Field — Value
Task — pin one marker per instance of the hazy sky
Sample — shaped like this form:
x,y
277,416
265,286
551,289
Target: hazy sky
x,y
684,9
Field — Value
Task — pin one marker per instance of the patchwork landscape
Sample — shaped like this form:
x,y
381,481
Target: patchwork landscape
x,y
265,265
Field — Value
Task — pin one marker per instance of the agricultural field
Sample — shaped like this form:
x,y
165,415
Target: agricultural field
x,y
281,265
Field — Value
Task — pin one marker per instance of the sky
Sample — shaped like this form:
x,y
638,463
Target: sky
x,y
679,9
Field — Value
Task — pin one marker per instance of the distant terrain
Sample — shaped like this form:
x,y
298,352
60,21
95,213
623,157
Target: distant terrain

Problem to work on
Pull out every item above and copy each one line for line, without changing anything.

The answer
Field — Value
Task — pin one marker per instance of the hazy sky
Sample — shaped like this form:
x,y
277,416
265,286
551,289
Target: hazy sky
x,y
684,9
Field — Value
Task — pin one marker per instance of the patchwork landscape
Sample — shaped like this form:
x,y
381,481
Target: patchwork landscape
x,y
265,265
Field — Value
Task — pin one marker per instance of the agricultural field
Sample — shaped like this form:
x,y
165,415
Target: agricultural field
x,y
281,265
Field — Value
Task — pin one marker per instance of the sky
Sample — shaped like this form:
x,y
638,463
Target: sky
x,y
679,9
Field — Value
Task — pin one marker per instance of the distant terrain
Sample — shaped like this form:
x,y
298,352
60,21
95,213
623,157
Target: distant terrain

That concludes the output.